• [Aufgabenstellung a] Wandeln Sie aus den weiter unten folgenden Zeilen, nicht aus dem Text, den Abschnitt beginnend mit der Zeile, die „the bus shelter“ enthält, und endend mit der letzten dieser Zeilen in eine JSON-Liste von Zeichenketten um. Jede Zeile wird zu einer Zeichenkette, Leerzeilen werden ausgelassen.

• [Dokumenttext]
──────────────────────────────

Getrübte Vorfreude

WETTLAUF In 100 Tagen beginnt die Fußball-Weltmeisterschaft in Brasilien. Die Regierung verspricht das Turnier der Turniere. Doch daran will schon lange kaum mehr jemand glauben

Ganze Infrastrukturprojekte wurden komplett eingestampft. Vieles, was die Gastgeber für die WM versprochen hatten, wird erst zu Olympia 2016 in Rio de Janeiro fertig – wenn überhaupt

AUS RIO DE JANEIRO MAIK ROSNER

An der Copacabana könnte es schon losgehen. Die professionellen Sandburgenbauer am berühmtesten Strand der Erde haben wie immer ganze Arbeit geleistet und kunstvolle Paläste erschaffen, filigran und mannshoch zugleich. Auf dem vier Kilometer langen Strand wird gekickt und genossen, die Stimmung ist ausgelassen. Der Karneval befindet sich gerade in der Hochphase in Rio de Janeiro, und zumindest an der Copacabana ist bereits alles hergerichtet, um die Welt zu einer gigantischen Strandparty zu empfangen. Die erhoffen sich die erwarteten 600.000 Touristen ja von der Copa do Mundo, der Fußball-Weltmeisterschaft in Brasilien vom 12. Juni bis 13. Juli.

Doch spätestens hinter der Promenade Avenida Atlântica beginnen die Probleme, die keine Postkartenkulisse überdecken kann. Es gehört zwar zu den üblichen Reflexen, Schreckensgemälde zu zeichnen vor Großveranstaltungen im Sport, aber die Lage ist in der Tat ernst. Die Uhr, die die Tage an der Copacabana zählt und an diesem Dienstag die 100-Tage-Marke bis zum Beginn der WM anzeigen wird, darf man auch als Warnung verstehen. Es sind nur noch 100 Tage bis zur großen Kickermesse – und nicht nur bei manchen Stadionbauten hinkt Brasilien dem vom Weltfußballverband Fifa gesteckten Zeitplan spektakulär hinterher.

──────────────────────────────

• [Aufgabenstellung b] Wiederholen Sie aus dem Artikel über die Fußball-WM in Brasilien wortgetreu die Passage beginnend mit „An der Copacabana könnte“ und endend mit „bis 13. Juli.“.

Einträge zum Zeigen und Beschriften

──────────────────────────────

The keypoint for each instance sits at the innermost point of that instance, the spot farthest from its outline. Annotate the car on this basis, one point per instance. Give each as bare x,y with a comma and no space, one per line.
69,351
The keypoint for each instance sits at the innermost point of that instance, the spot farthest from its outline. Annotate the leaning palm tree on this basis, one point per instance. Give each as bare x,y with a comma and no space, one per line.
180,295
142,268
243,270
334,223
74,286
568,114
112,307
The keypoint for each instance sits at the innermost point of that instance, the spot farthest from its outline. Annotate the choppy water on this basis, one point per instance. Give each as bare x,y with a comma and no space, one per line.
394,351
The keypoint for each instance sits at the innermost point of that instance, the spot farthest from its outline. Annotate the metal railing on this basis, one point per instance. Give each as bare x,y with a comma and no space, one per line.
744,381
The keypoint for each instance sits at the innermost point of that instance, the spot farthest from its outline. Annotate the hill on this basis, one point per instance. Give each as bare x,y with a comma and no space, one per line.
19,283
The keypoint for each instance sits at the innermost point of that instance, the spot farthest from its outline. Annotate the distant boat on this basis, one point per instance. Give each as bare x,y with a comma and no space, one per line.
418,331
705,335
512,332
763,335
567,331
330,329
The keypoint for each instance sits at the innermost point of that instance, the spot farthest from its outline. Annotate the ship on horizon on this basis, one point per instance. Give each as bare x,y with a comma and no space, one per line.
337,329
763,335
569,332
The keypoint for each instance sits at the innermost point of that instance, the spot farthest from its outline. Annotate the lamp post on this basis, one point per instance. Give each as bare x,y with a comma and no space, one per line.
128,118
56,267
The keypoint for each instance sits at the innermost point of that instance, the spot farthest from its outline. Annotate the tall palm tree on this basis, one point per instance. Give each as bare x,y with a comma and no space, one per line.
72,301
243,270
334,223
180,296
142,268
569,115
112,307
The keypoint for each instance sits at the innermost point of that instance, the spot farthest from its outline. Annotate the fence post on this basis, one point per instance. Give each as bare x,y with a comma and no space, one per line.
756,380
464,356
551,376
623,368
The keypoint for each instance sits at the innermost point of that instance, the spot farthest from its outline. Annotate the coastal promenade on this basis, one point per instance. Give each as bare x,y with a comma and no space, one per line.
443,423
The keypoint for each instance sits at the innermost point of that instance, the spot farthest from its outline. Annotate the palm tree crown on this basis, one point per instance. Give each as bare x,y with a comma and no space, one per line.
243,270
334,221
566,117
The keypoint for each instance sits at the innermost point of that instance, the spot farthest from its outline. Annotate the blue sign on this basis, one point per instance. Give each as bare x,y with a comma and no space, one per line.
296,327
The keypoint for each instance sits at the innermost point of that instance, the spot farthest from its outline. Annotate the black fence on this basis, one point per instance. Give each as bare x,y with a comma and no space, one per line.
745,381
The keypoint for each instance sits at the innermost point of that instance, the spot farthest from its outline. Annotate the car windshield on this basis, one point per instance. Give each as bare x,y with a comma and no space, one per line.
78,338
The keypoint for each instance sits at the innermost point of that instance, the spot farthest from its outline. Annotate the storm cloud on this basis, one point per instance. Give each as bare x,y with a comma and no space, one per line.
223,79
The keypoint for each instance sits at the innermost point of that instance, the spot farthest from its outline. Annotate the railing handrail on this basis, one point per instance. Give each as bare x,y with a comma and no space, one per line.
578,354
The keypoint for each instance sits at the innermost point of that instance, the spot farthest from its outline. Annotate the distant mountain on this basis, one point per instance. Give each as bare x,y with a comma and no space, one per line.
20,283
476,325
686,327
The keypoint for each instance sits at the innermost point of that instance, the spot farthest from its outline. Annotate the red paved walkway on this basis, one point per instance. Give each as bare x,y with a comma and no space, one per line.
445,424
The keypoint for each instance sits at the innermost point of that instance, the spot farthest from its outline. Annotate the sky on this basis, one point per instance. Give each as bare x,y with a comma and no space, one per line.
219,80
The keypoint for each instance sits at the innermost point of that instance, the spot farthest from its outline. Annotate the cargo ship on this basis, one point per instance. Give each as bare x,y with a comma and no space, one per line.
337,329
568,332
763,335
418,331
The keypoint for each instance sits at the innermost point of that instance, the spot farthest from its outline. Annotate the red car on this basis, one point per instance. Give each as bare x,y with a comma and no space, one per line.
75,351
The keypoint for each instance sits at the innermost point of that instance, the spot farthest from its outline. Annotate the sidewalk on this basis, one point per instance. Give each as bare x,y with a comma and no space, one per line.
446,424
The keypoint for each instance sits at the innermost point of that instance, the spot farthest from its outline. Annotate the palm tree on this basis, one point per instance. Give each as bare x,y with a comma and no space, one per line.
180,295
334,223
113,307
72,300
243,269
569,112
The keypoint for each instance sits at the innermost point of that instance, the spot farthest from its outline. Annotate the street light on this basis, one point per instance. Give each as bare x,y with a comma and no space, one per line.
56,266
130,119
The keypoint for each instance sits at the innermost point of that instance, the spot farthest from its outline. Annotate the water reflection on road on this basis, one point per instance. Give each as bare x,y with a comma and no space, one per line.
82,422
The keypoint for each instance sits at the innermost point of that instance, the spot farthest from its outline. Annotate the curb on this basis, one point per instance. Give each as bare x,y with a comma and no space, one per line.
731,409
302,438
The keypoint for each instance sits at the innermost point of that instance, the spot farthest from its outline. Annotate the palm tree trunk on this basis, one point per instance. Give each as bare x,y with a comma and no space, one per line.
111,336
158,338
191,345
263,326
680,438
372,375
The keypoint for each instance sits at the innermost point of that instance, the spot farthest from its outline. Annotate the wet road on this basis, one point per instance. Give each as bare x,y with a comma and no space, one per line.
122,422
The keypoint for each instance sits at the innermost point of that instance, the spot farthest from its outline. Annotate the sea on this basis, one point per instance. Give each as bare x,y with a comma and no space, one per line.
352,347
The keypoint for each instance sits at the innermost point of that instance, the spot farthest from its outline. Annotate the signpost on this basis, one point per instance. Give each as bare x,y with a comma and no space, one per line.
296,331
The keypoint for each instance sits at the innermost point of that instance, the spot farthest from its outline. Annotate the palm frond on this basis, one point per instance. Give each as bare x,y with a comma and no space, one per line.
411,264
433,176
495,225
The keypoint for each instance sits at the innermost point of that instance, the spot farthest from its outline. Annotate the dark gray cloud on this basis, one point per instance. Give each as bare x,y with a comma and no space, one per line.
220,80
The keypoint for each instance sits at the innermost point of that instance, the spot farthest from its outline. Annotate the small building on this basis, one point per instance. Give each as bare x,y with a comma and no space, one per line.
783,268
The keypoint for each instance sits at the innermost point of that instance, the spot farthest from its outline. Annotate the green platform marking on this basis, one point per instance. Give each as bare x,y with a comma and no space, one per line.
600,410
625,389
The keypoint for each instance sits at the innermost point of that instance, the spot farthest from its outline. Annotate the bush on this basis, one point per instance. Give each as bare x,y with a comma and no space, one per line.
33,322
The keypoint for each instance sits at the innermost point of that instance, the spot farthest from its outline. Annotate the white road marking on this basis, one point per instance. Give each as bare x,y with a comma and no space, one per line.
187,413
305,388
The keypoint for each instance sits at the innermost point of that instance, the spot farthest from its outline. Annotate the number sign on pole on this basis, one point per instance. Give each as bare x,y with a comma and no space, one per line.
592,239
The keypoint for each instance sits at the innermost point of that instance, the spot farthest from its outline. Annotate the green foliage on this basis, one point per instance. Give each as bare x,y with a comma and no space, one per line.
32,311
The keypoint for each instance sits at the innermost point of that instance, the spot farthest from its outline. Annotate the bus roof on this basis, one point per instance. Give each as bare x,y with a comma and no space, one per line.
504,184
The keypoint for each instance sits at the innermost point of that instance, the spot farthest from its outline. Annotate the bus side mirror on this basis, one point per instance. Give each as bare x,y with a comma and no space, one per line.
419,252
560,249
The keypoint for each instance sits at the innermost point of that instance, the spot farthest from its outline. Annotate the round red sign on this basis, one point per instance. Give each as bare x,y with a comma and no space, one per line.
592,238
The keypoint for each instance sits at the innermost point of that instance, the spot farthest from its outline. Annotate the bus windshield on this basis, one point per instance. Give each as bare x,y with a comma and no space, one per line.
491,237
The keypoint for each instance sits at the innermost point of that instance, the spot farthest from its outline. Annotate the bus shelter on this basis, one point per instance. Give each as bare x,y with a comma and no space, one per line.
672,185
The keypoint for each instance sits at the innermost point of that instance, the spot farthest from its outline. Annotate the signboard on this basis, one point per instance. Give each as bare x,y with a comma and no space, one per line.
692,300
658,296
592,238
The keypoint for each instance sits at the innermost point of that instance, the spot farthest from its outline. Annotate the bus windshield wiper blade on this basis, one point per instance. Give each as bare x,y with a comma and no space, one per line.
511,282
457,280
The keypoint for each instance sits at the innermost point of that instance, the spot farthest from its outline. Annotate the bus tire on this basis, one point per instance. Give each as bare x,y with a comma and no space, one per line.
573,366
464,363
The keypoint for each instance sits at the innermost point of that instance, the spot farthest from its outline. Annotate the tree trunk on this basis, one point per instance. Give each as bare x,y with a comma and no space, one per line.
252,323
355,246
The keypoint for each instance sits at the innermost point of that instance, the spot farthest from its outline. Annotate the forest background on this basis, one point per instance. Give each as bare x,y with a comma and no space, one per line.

──────────────────────────────

• [Lösung a]
[
  "The keypoint for each instance sits at the innermost point of that instance, the spot farthest from its outline. Annotate the bus shelter on this basis, one point per instance. Give each as bare x,y with a comma and no space, one per line.",
  "672,185",
  "The keypoint for each instance sits at the innermost point of that instance, the spot farthest from its outline. Annotate the signboard on this basis, one point per instance. Give each as bare x,y with a comma and no space, one per line.",
  "692,300",
  "658,296",
  "592,238",
  "The keypoint for each instance sits at the innermost point of that instance, the spot farthest from its outline. Annotate the bus windshield wiper blade on this basis, one point per instance. Give each as bare x,y with a comma and no space, one per line.",
  "511,282",
  "457,280",
  "The keypoint for each instance sits at the innermost point of that instance, the spot farthest from its outline. Annotate the bus tire on this basis, one point per instance. Give each as bare x,y with a comma and no space, one per line.",
  "573,366",
  "464,363",
  "The keypoint for each instance sits at the innermost point of that instance, the spot farthest from its outline. Annotate the tree trunk on this basis, one point per instance. Give each as bare x,y with a comma and no space, one per line.",
  "252,323",
  "355,246",
  "The keypoint for each instance sits at the innermost point of that instance, the spot farthest from its outline. Annotate the forest background on this basis, one point per instance. Give each as bare x,y with a comma and no space, one per line."
]

• [Lösung b]
An der Copacabana könnte es schon losgehen. Die professionellen Sandburgenbauer am berühmtesten Strand der Erde haben wie immer ganze Arbeit geleistet und kunstvolle Paläste erschaffen, filigran und mannshoch zugleich. Auf dem vier Kilometer langen Strand wird gekickt und genossen, die Stimmung ist ausgelassen. Der Karneval befindet sich gerade in der Hochphase in Rio de Janeiro, und zumindest an der Copacabana ist bereits alles hergerichtet, um die Welt zu einer gigantischen Strandparty zu empfangen. Die erhoffen sich die erwarteten 600.000 Touristen ja von der Copa do Mundo, der Fußball-Weltmeisterschaft in Brasilien vom 12. Juni bis 13. Juli.